§ **Text shown**:
......
I think that there should be an Omega(n ² ) bound for the original problem if you allow equality tests only. My intuition is: Consider a graph where you add an edge after a test, and argue that if the graph is not dense the output is not uniquely determined.

Cost: Moving socks -> high, finding/search socks in line -> small

What we want to do is reduce the number of moves, and compensate with the number of searches. Also, we can utilize the multithreded environment of the Homo Sapiens to hold more things in the descision cache.

X = Yours, Y = Your spouses

From pile A of all socks:

Pick two socks, place corresponding X sock in X line, and Y sock in Y line at next available position.

Do until A is empty.

For each line X and Y

1. Pick the first sock in line, search along the line until it finds the corresponding sock.

2. Put into the corresponding finished line of socks.

3. Optional While you are searching the line and and the current sock you are looking at is identical to the previous, do step 2 for these socks.

Optionally to step one, you pick up two sock from that line instead of two, as the caching memory is large enough we can quickly identify if either sock matches the current one on the line you are observing. If you are fortunate enough to have three arms, you could possibly parse three socks at the same time given that the memory of the subject is large enough.

Do until both X and Y is empty.

完成

However, as this have simillar complexity as selection sort, the time taken is far less due to the speeds of I/O(moving socks) and search(searching the line for a sock).

This is how I actually do it, for p pairs of socks ( n = 2p individual socks):

• Grab a sock at random from the pile.
• For the first sock, or if all previously-chosen socks have been paired, simply place the sock into the first "slot" of an "array" of unpaired socks in front of you.
• If you have one or more selected unpaired socks, check your current sock against all the unpaired socks in the array.
  • It is possible to separate socks into general classes or types (white/black, ankle/crew, athletic/dress) when building your array, and "drill-down" to only compare like-for-like.
  • If you find an acceptable match, put both socks together and remove them from the array.
  • If you do not, put the current sock into the first open slot in the array.
• Repeat with every sock.

The worst-case scenario of this scheme is that every pair of socks is different enough that it must be matched exactly, and that the first n/2 socks you pick are all different. This is your O (n ² ) scenario, and it's extremely unlikely. If the number of unique types of sock t is less than the number of pairs p = n/2 , and the socks in each type are alike enough (usually in wear-related terms) that any sock of that type can be paired with any other, then as I inferred above, the maximum number of socks you will ever have to compare to is t , after which the next one you pull will match one of the unpaired socks. This scenario is much more likely in the average sock drawer than the worst-case, and reduces the worst-case complexity to O (n*t) where usually t << n .
......
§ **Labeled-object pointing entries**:
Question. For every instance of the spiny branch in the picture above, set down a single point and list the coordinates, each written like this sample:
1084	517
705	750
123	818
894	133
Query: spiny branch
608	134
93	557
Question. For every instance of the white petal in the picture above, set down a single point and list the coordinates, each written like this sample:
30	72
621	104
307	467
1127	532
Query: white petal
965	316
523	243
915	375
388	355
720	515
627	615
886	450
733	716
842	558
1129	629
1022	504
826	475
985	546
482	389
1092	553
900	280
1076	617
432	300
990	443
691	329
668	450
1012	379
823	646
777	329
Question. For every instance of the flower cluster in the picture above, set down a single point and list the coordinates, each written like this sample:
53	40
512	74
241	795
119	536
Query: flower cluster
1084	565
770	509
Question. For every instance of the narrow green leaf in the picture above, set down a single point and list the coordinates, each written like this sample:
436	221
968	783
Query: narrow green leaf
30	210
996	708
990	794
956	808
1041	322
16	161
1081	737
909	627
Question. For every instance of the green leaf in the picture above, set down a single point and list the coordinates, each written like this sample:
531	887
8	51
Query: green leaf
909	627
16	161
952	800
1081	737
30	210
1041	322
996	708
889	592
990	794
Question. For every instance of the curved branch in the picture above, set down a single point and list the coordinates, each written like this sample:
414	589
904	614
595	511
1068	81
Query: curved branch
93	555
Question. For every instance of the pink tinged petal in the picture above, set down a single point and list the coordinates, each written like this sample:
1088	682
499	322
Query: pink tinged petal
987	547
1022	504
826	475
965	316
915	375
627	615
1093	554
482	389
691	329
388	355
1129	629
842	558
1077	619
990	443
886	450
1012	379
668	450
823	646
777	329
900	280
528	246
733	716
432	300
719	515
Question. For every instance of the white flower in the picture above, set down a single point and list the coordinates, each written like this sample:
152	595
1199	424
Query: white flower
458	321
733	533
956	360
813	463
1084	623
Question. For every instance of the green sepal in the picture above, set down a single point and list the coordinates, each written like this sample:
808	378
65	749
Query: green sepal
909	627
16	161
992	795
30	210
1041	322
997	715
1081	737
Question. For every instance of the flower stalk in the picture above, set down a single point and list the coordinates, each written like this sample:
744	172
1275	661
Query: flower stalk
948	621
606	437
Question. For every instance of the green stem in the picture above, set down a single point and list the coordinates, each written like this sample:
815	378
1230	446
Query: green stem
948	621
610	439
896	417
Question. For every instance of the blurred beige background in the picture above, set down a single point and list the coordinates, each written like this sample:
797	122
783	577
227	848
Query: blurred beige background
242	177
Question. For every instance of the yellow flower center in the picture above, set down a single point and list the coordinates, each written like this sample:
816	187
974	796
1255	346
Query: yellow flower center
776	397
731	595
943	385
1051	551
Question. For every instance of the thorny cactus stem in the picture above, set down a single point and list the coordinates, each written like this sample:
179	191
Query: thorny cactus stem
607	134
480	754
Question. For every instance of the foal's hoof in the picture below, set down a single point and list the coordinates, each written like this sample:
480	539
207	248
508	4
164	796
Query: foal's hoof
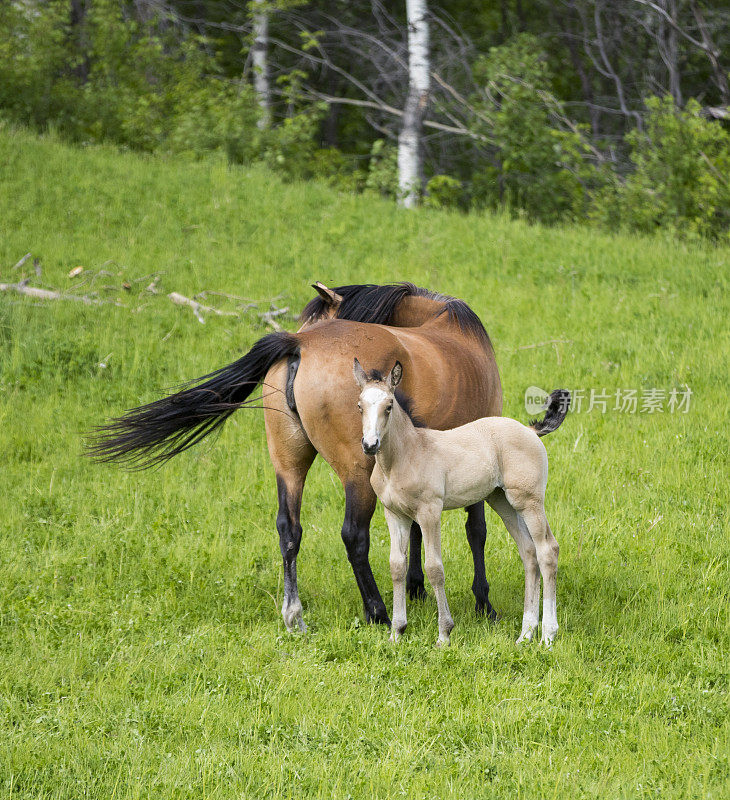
416	590
293	618
526	636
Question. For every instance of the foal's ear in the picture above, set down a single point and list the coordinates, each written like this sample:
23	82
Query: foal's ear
395	375
328	295
359	373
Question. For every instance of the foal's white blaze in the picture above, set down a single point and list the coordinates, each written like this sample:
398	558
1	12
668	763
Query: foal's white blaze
372	402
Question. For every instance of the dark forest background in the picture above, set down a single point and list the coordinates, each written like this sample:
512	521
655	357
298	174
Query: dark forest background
613	112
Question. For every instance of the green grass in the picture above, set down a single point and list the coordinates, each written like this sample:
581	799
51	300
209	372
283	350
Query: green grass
142	653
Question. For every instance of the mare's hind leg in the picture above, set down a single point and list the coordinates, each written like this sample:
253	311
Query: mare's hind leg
414	578
519	532
292	455
476	535
359	508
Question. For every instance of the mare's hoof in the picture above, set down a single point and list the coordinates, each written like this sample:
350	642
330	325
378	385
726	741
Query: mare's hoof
486	609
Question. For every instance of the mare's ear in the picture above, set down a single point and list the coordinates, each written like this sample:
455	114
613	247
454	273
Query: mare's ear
395	375
330	297
359	373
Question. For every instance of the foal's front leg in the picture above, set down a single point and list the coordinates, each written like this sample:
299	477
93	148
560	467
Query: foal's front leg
399	528
430	521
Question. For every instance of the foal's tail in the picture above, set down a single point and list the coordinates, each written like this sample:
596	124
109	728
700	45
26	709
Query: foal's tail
153	433
556	410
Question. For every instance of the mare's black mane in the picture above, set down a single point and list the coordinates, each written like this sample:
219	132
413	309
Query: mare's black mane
377	304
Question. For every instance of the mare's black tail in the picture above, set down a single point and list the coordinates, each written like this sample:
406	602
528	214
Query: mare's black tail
151	434
557	408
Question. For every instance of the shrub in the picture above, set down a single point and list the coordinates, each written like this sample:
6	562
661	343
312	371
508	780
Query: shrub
681	177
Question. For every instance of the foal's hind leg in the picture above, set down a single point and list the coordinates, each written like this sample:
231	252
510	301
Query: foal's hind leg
519	532
547	556
414	577
476	535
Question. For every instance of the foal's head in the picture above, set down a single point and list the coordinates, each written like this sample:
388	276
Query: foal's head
377	396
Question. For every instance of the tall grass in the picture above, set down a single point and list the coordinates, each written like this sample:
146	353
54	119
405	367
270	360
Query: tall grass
142	653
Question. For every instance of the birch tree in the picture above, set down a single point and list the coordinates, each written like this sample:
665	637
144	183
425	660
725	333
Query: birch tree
410	152
260	60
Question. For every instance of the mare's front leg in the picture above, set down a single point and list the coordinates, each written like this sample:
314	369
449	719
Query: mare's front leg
360	502
476	535
414	577
399	528
430	521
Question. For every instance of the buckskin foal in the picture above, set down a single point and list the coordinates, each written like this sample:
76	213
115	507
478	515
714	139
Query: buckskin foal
420	472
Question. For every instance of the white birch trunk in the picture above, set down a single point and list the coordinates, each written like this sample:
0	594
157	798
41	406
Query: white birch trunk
260	61
410	159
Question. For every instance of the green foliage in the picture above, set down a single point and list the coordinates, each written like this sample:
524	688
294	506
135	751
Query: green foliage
382	177
681	177
142	650
154	86
443	191
537	166
133	85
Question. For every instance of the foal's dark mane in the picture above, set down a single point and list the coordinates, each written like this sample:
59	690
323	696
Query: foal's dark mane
368	302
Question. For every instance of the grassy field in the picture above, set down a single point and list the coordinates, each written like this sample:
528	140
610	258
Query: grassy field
142	653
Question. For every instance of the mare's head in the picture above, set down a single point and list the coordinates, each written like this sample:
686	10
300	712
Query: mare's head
326	309
377	396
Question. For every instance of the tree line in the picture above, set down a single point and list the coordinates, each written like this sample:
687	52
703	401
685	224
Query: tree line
609	111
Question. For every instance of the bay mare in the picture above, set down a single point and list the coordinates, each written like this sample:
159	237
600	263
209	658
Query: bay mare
309	400
419	472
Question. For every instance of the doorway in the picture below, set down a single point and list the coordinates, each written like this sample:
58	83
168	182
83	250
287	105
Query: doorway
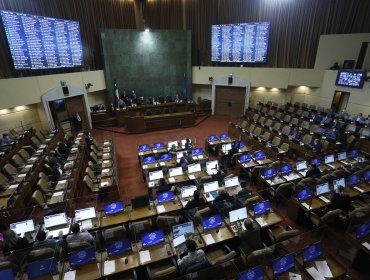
340	101
229	101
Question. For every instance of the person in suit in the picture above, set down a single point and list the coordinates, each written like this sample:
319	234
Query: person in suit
197	201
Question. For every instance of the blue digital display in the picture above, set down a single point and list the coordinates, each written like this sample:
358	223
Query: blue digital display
197	152
283	264
149	160
224	136
40	268
312	252
38	42
261	208
212	222
144	148
113	208
286	169
316	161
255	273
354	154
165	157
81	257
7	274
354	179
212	138
158	146
152	238
269	173
367	175
119	247
259	155
242	42
303	194
245	157
363	230
165	197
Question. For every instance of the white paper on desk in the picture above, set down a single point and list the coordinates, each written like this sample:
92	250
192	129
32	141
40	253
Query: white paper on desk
161	209
294	276
360	190
70	275
144	256
305	205
314	273
109	267
58	193
86	224
324	269
366	245
261	221
208	238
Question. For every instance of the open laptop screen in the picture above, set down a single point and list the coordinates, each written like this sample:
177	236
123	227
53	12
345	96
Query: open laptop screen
152	238
119	247
113	208
212	222
183	229
23	227
84	214
55	220
282	264
165	197
312	252
238	214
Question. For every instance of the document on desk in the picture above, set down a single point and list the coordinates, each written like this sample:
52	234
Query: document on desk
109	267
144	256
208	238
294	276
70	275
261	221
161	209
324	269
314	273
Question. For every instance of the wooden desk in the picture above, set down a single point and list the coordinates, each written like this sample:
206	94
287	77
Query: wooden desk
112	220
142	213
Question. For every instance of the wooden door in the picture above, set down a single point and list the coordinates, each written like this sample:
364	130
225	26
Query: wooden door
75	105
229	101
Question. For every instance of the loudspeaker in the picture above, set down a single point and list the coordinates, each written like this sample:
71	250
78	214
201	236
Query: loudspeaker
65	90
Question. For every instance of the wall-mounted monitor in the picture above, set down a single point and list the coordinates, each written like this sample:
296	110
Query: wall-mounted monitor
38	42
354	79
241	42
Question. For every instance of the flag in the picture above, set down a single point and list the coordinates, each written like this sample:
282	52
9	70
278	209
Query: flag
116	91
184	95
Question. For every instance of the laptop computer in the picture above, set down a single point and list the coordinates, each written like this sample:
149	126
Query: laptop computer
261	208
119	247
255	273
40	268
165	197
282	264
114	208
212	222
152	238
22	227
312	252
81	257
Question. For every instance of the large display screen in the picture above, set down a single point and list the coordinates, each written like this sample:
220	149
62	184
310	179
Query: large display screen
242	42
353	79
37	42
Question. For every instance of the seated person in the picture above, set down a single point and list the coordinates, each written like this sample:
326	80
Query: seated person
79	236
197	201
43	242
194	256
340	200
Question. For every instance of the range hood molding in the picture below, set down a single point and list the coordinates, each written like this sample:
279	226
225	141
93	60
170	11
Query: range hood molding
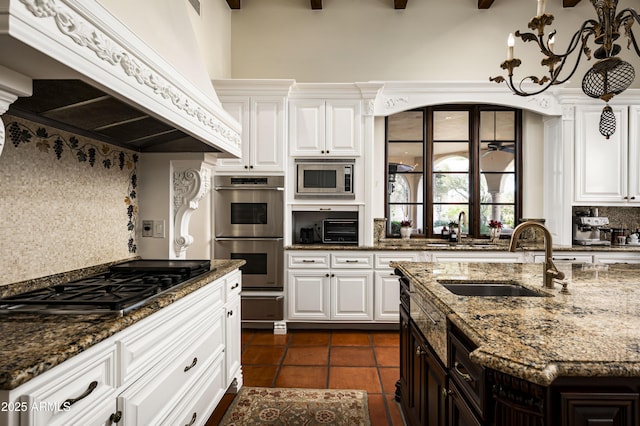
87	39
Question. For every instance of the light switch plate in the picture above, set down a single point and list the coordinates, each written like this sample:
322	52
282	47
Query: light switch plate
147	228
158	229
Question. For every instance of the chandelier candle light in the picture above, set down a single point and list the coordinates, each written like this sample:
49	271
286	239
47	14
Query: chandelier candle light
608	77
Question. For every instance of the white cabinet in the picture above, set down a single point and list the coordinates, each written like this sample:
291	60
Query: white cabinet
606	169
319	127
233	340
323	286
263	134
171	367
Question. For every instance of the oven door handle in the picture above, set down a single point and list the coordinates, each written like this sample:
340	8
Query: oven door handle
248	239
253	188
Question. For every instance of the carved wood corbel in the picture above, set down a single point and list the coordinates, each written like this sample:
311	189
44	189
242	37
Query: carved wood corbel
189	186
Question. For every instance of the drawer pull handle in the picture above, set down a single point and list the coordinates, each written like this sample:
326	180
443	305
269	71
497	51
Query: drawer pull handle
193	364
115	417
465	376
69	402
193	420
......
§ **Written request 1**: Name each example class or type of sock that the sock-pairing text suggests for sorting.
§ **Written request 2**: In the sock-pairing text, what does the worst-case complexity become when there are fewer sock types than pairs?

§ **Task answer 1**: white/black, ankle/crew, athletic/dress

§ **Task answer 2**: O(n*t), where usually t << n.